SOURCE —
# winnings from the adba show



## circlemkennels (Aug 29, 2010)

I didn't get any pic of them pulling this weekend.. didn't have time between working them and the kids..lol.. Teardrop took the bodypound for the 55 and under in the ace class.. Cali took 1st both days in the 45 to 55 class.. Tater placed 2nd both days in the 55 to 65 class and Tonka placed 3rd in the 55ace to 65 class today.. we had a great weekend.. palmetto / western Carolina clubs threw on a great show

... Teardrop earned his Ace/Ace title this weekend


----------



## angelbaby (Feb 4, 2010)

way to go , exciting.


----------



## ThaLadyPit (Oct 12, 2008)

You gonna run outta room on the walls/entertainment center for all those ribbons and trophies lol! Great job! I'm so proud of you guys.


----------



## American_Pit13 (Apr 23, 2007)

Very nice job!


----------



## Celestial88 (Mar 14, 2011)

Woot! Congratulations! Awesome job!


----------



## circlemkennels (Aug 29, 2010)

angelbaby said:


> way to go , exciting.


Thanks


ThaLadyPit said:


> You gonna run outta room on the walls/entertainment center for all those ribbons and trophies lol! Great job! I'm so proud of you guys.


I know!!! I was tring to keep bodypound trophies/ribbons in the livingroom but I guess ill have to start elsewhere .. lol



American_Pit13 said:


> Very nice job!


Thanks


Celestial88 said:


> Woot! Congratulations! Awesome job!


Thank you!!


----------



## ThaLadyPit (Oct 12, 2008)

Lol... you need something like a china cabinet to put all those trophies in... Maybe more than one lol. I love coming over and drooling over them though.


----------



## SECD (Jan 17, 2011)

Great job, was this in GA?


----------



## circlemkennels (Aug 29, 2010)

ThaLadyPit said:


> Lol... you need something like a china cabinet to put all those trophies in... Maybe more than one lol. I love coming over and drooling over them though.


If I could find a cabinet big enough .. they r touching the ceiling on the entertainment center..lol


SECD said:


> Great job, was this in GA?


Thanks.. no it was in North Carolina


----------



## EckoMac (Aug 25, 2010)

Congrats!!
That is a whole lot of ribbons.


----------



## circlemkennels (Aug 29, 2010)

EckoMac said:


> Congrats!!
> That is a whole lot of ribbons.


Thank you


----------



## ThaLadyPit (Oct 12, 2008)

EckoMac said:


> Congrats!!
> That is a whole lot of ribbons.


Hah! Shanna, this is only the start of it, lol. I've been to her house!


----------



## circlemkennels (Aug 29, 2010)

ThaLadyPit said:


> Hah! Shanna, this is only the start of it, lol. I've been to her house!

Extracted records
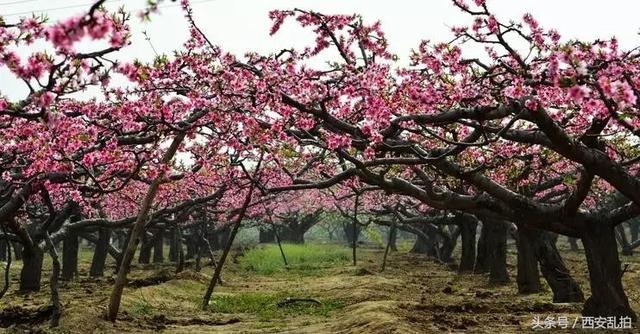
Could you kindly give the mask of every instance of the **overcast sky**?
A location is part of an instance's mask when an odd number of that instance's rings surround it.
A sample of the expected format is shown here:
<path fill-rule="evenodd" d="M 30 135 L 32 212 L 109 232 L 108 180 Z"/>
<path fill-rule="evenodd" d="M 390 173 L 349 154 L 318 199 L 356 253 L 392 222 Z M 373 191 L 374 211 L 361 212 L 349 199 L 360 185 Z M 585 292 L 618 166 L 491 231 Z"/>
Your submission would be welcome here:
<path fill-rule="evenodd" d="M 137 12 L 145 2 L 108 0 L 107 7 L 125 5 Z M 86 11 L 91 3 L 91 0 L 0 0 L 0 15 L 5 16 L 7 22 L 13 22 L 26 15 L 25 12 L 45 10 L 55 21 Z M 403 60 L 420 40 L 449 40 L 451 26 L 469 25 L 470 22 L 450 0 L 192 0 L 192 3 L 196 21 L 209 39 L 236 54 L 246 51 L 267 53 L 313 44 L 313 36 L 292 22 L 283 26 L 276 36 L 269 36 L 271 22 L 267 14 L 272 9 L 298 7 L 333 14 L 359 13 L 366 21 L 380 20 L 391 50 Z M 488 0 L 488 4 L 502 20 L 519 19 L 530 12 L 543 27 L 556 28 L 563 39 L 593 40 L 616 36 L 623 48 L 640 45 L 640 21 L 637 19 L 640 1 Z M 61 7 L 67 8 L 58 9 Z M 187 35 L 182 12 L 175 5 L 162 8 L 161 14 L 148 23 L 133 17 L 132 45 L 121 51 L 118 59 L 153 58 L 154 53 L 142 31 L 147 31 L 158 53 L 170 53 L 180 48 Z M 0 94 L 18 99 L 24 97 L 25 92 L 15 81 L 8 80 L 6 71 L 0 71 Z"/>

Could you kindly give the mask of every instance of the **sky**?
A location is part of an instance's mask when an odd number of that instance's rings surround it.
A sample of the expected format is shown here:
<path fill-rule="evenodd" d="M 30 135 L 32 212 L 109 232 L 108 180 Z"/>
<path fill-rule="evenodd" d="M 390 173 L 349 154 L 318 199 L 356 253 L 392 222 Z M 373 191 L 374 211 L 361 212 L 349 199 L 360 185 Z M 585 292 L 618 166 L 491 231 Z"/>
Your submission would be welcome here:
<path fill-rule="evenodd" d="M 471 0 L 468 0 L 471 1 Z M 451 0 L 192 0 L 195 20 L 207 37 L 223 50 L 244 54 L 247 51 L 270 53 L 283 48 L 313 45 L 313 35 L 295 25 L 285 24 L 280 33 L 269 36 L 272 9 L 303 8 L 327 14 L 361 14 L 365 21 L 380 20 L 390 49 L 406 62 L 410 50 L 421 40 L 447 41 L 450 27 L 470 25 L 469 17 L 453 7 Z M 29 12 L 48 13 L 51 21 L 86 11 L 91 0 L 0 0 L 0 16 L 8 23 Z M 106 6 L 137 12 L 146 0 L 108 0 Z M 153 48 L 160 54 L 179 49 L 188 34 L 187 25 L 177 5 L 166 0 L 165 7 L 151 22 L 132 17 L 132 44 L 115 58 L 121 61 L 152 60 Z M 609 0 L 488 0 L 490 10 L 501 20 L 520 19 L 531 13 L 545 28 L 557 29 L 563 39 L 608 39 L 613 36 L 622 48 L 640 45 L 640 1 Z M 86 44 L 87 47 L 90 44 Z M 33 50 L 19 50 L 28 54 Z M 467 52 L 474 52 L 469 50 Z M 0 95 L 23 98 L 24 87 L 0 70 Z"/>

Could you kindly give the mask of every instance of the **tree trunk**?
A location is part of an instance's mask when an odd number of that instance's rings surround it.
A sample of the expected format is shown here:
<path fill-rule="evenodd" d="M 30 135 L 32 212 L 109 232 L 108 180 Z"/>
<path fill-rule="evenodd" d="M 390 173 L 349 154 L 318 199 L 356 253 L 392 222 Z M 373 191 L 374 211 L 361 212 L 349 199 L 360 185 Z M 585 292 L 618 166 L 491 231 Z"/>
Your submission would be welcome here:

REQUIRED TASK A — Rewrite the paragraph of the ADBA show thread that begins "I didn't get any pic of them pulling" as a short bulleted list that keeps its main facts.
REQUIRED TASK B — List every distinct username that heads a post in the ADBA show thread.
REQUIRED TASK C — Write the next post of the ADBA show thread, following the last post shown.
The extracted records are separate material from the ADBA show thread.

REPLY A —
- No pictures of them pulling this weekend, since there was no time between working them and the kids.
- Teardrop took the bodypound for the 55 and under in the ace class.
- Cali took 1st both days in the 45 to 55 class.
- Tater placed 2nd both days in the 55 to 65 class.
- Tonka placed 3rd today in the 55ace to 65 class.
- It was a great weekend, and the palmetto / western Carolina clubs put on a great show.

REPLY B —
- circlemkennels
- angelbaby
- ThaLadyPit
- American_Pit13
- Celestial88
- SECD
- EckoMac

REPLY C —
Lol :rofl:

I finally got the ribbons out if the closet and started hanging them up









Here are some of their trophies









Sorry crappy cell phone pics.. lol


----------



## ThaLadyPit (Oct 12, 2008)

LMAO! I didn't think you were actually gonna post pictures of em all. You're crazy girl!


----------



## dixieland (Aug 14, 2009)

Congrats Jessie!
I just figured out who Rebel looks like.He looks so much like Teardrop in that pic


----------



## Firehazard (Dec 4, 2009)

Hahaha.. Trophy room is definitely needed. CONGRATULATIONS!!!


----------



## Rudy4747 (Nov 29, 2009)

Congrats heard it was a great and huge show.


----------



## circlemkennels (Aug 29, 2010)

dixieland said:


> Congrats Jessie!
> I just figured out who Rebel looks like.He looks so much like Teardrop in that pic


Lol.. thanks girl 


Firehazard said:


> Hahaha.. Trophy room is definitely needed. CONGRATULATIONS!!!


Yes definitely  thanks stan


Rudy4747 said:


> Congrats heard it was a great and huge show.


Thanks.. there was a real good turnout .. its a great place up there.. can't wait till nationals!


----------



## ames (Jun 6, 2010)

So excited for you all! Great job, love the pictures, especially the one where Tater is stepping on your foot  Beautiful dogs! Congratulations


----------



## circlemkennels (Aug 29, 2010)

ames said:


> So excited for you all! Great job, love the pictures, especially the one where Tater is stepping on your foot  Beautiful dogs! Congratulations


Thanks.. he didn't wanna stand still..lol


----------



## brandileigh080 (Mar 9, 2010)

Awesome work!

Congrats 


Love your pack!


----------



## apbtmom76 (Nov 4, 2008)

Congrats on your wins girl, loving that wall


----------



## SECD (Jan 17, 2011)

The Carolinas are are tough, good job


----------



## circlemkennels (Aug 29, 2010)

brandileigh080 said:


> Awesome work!
> 
> Congrats
> 
> Love your pack!


Thanks 


apbtmom76 said:


> Congrats on your wins girl, loving that wall


Thanks girly!!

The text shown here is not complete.